From the patent text on the image pick-up tube, return the passage beginning at the words "2. Description of" and ending after "the electron beam.", copied word for word.

- [Quoted passage]:
○ ○ ○ ○ ○ ○ ○
Abstract:
In an electromagnetic focusing electrostatic type image pick-up tube the electrostatic deflecting electrodes formed on the inner surface of the tube consist of 2 pairs of electrodes. Each of these electrostatic deflecting electrodes has a zig-zag shape from the electron gun towards the target. This zig-zag shape is twisted in the circumferential direction around the axis of the tube and variation rates of this twist amount are different, depending on the position in the axial direction.

Description:
BACKGROUND OF THE INVENTION 
     1. Field of the Invention 
     This invention relates to an image pick-up tube used for a television camera, etc., and in particular to the structure of electrostatic deflecting electrodes in a magnetic focusing and electrostatic deflecting (hereinbelow abbreviated to MS) image pick-up tube. 
     2. Description of the Related Art 
     In an MS image pick-up tube proposed heretofore an electro-magnetic coil disposed so as to surround its vacuum envelope (glass tube) focuses an electron beam and two pairs of electrostatic deflecting electrodes formed on the inner surface of the glass tube deflect the electron beam.
○ ○ ○ ○ ○ ○ ○
- [Record extracts]:

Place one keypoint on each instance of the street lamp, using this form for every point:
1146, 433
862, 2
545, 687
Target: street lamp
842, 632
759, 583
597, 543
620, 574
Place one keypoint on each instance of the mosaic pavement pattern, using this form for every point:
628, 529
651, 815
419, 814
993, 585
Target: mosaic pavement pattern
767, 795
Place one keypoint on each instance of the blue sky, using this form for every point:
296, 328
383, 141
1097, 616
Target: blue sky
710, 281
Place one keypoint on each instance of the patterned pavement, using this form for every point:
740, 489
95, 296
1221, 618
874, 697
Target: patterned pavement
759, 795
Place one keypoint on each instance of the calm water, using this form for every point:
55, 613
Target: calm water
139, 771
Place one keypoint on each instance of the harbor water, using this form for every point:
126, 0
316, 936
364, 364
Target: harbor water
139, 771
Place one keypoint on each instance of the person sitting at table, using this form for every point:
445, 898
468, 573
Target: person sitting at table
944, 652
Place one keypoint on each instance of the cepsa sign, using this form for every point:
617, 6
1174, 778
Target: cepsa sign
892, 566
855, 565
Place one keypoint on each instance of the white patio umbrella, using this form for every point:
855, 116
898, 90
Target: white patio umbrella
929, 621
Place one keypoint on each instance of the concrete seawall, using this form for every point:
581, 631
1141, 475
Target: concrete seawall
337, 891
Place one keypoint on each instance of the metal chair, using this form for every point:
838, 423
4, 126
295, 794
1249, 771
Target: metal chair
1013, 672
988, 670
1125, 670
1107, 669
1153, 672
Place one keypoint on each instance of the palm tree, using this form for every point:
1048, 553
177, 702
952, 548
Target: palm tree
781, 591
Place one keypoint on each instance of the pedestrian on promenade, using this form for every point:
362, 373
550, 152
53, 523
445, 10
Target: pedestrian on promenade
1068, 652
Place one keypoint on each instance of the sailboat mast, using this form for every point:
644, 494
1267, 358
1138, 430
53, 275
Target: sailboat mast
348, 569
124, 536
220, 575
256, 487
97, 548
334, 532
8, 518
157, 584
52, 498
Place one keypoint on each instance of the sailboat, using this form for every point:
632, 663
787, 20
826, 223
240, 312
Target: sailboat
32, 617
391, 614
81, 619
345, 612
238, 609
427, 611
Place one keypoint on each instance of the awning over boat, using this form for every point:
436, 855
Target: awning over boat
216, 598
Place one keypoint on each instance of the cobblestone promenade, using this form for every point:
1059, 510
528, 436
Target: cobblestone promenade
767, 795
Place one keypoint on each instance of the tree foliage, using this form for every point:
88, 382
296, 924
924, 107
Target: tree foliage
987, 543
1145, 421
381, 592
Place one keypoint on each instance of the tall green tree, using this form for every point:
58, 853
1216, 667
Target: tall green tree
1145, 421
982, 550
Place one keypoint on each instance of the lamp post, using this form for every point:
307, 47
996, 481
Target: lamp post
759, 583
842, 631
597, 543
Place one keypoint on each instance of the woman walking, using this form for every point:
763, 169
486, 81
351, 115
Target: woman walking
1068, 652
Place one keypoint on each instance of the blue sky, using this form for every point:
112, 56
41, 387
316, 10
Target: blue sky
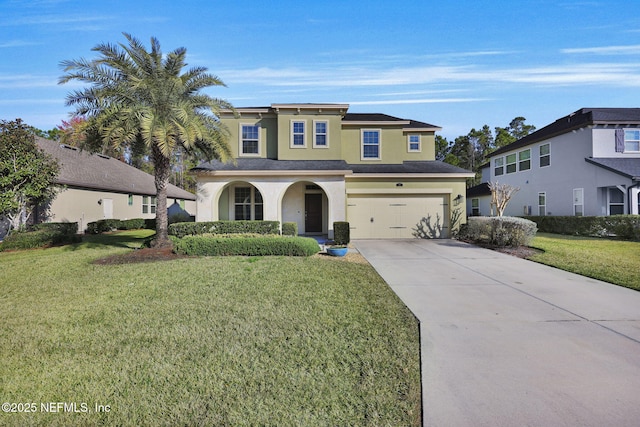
○ ○ ○ ○ ○ ○ ○
- [Solution for this problem]:
2. Description of the Related Art 
     In an MS image pick-up tube proposed heretofore an electro-magnetic coil disposed so as to surround its vacuum envelope (glass tube) focuses an electron beam and two pairs of electrostatic deflecting electrodes formed on the inner surface of the glass tube deflect the electron beam.